**Aim of the task:** Update the passage on coping with change from "A way to deal" through "as an example.", replacing "decimal currency" with "metric measurement".

===== Page extract =====

So, next time you are in a situation that you want to be "top dog", or to be the centre of attention or are tempted to have ‘one-upmanship" – Ask yourself "Am I really listening to this person?" or "Am I jumping in with a better story or taking the focus off the other person back onto myself?" STOP. Surrender your need to hog the glory and experience the quiet inner confidence and peace that is derived from letting others have it.
Are you stuck in a rut?
Do you find it difficult to make any changes in your life or if changes do occur is it hard to make adjustments? Sometimes we are faced with challenges and change whether it is at work, home or in our personal relationships. Usually the first reaction is "I don’t want to go there" "It’s too hard – I like things the way they are". And this is a very normal reaction, especially if "change" means losing something that is familiar to you.
A way to deal with changes in our lives is to firstly look back and see what things have changed during our lives – how we felt then and now. Take decimal currency for instance (those of you who remember the old sterling system). This was a huge impact on our society and we had to re-learn a system, which, even though it was simpler, was still "new". Now – we don’t even give it a thought. There are numerous examples of societal and personal change, which we can recall and use as an example.
Once you realise that change is inevitable – we need to know as much about the "new" system as we can – so learning or researching what it is will help us to understand. Then looking at the issues of change – letting go, addressing grief and loss and talking about these issues. Knowing that the steps of grieving are no different for us when we lose a loved one, a job, a home or a lifestyle.
It’s not easy getting out of our "comfort zone" and if you can identify that you are having a struggle to cope with any changes in your life, setting new goals and moving forward, then it might be time to talk it over with someone. Counselling can often help you work through the process and give you a new perspective on what the changes may bring. Remember, that help is our there.

===== Dataset records =====

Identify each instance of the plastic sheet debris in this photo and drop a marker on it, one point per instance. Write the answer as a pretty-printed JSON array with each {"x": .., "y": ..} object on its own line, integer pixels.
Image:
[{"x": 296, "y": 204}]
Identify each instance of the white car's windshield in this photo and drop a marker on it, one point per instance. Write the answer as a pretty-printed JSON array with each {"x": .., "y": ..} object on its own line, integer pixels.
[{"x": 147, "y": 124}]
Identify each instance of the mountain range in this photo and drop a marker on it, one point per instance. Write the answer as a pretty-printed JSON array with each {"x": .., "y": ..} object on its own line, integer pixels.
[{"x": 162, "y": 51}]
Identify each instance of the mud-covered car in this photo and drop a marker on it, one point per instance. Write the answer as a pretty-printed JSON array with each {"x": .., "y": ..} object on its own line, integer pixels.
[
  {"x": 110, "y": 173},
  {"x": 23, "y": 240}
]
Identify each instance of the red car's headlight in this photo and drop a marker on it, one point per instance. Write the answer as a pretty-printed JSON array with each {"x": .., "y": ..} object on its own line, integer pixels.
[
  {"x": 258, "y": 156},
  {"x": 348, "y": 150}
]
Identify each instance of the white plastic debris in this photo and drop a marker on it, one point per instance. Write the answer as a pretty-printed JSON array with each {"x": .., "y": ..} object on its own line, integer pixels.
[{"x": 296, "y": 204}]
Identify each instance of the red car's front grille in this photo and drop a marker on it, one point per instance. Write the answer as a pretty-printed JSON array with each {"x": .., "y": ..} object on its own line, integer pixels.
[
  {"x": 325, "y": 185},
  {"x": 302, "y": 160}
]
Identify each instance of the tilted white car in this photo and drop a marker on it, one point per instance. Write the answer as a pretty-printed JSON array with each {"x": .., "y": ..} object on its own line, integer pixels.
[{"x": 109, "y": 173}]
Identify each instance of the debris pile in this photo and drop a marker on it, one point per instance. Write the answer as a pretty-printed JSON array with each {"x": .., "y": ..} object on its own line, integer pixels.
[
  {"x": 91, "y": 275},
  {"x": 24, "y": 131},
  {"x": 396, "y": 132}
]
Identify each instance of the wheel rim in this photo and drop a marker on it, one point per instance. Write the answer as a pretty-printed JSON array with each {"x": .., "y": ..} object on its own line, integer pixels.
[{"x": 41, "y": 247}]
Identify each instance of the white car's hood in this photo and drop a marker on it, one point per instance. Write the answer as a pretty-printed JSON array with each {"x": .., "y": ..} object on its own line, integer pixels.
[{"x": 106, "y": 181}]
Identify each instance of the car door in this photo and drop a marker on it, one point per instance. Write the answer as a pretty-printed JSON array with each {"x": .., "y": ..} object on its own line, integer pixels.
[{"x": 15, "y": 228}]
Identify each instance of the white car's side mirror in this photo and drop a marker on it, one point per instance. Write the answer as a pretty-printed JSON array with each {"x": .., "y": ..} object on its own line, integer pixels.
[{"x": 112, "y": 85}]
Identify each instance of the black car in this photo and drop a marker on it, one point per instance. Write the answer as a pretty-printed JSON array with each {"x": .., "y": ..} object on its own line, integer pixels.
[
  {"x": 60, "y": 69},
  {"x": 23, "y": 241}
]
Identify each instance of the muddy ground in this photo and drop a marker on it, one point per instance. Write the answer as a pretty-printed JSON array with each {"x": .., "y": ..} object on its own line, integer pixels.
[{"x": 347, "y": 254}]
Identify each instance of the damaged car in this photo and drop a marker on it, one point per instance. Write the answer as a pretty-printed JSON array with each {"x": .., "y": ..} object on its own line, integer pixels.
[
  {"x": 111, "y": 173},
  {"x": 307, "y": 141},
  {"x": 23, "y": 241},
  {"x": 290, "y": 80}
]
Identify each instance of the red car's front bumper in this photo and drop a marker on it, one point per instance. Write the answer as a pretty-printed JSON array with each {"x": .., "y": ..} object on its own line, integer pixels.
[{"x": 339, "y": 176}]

=====

**Task result:**
A way to deal with changes in our lives is to firstly look back and see what things have changed during our lives – how we felt then and now. Take metric measurement for instance (those of you who remember the old sterling system). This was a huge impact on our society and we had to re-learn a system, which, even though it was simpler, was still "new". Now – we don’t even give it a thought. There are numerous examples of societal and personal change, which we can recall and use as an example.